### Task statement
Every line with the word "sample" in it should be extracted from the data that follows.

### Data provided
........

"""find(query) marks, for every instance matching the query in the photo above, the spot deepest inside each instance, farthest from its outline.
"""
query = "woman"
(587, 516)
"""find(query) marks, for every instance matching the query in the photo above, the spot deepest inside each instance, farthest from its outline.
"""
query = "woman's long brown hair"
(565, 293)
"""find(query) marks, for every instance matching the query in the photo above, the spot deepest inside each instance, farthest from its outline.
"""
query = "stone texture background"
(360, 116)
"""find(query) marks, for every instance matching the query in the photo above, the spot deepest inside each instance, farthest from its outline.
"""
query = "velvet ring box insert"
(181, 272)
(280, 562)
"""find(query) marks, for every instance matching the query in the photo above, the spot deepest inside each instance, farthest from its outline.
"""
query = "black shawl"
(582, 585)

........

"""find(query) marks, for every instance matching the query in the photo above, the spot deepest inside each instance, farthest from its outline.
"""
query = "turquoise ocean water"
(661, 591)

........

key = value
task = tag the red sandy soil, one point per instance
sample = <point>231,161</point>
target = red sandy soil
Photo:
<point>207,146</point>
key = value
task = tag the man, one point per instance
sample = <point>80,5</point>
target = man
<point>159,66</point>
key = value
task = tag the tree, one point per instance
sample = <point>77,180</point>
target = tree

........

### Response to the task
sample = <point>231,161</point>
sample = <point>80,5</point>
sample = <point>77,180</point>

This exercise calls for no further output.